Autism spectrum disorder (ASD) is a developmental disability caused by differences in the brain that manifests symptoms in areas regarding a person’s behavior, social relationships, language, and, sometimes, intelligence.
One third to half of the parents of children with autism notice a problem even before their child's first birthday, according to the Centers for Disease Control and Prevention (CDC). And, nearly 90 percent saw issues by the time their child reached 24 months old.
It’s a “spectrum disorder” because the condition can range from mild to very severe, says the U.S. National Institute of Mental Health, which also means there can be considerable differences between persons diagnosed with it. Though autism does have typical red flags, the combination of symptoms and its severity can vary greatly.
Remains nonverbal or has delayed language development
Repeats words or phrases over and over
Gets upset by minor changes in routine or surroundings
Struggles with understanding other people’s feelings
Has highly restricted interests
Performs repetitive behaviors such as flapping, rocking or spinning
Has unusual and often intense reactions to sounds, smells, tastes, textures, lights and/or colors
Your pediatrician will be looking for delays in developmental milestones that may point to autism at your baby’s 18- and 24-month well-baby checkup, says Dr. Reysio-Cruz, who holds a clinic at Capitol Medical Center in Quezon City and is a diplomate and a fellow of the Philippine Pediatric Society and the Philippine Society for Developmental and Behavioral Pediatrics.

# Record excerpts
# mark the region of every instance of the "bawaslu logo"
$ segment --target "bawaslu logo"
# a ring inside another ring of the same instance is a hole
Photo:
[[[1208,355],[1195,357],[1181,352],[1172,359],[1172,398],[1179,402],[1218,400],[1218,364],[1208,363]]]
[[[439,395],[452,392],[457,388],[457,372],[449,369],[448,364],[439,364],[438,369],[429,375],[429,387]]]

# Assigned task A
List every organization named in the autism text.
# Assigned task B
According to the autism text, why is autism called a "spectrum disorder"?
# Assigned task C
Rewrite the paragraph of the autism text that begins "One third to half of the parents" as a short bulleted list, keeping its figures and source.
The records are not needed for any of this work.

# Written reply A
- Centers for Disease Control and Prevention (CDC)
- U.S. National Institute of Mental Health
- Capitol Medical Center
- Philippine Pediatric Society
- Philippine Society for Developmental and Behavioral Pediatrics

# Written reply B
It is called a "spectrum disorder" because the condition can range from mild to very severe. This also means people diagnosed with it can differ considerably from one another.

# Written reply C
According to the CDC:
- One third to half of parents of children with autism notice a problem before their child's first birthday.
- Nearly 90 percent see issues by the time their child is 24 months old.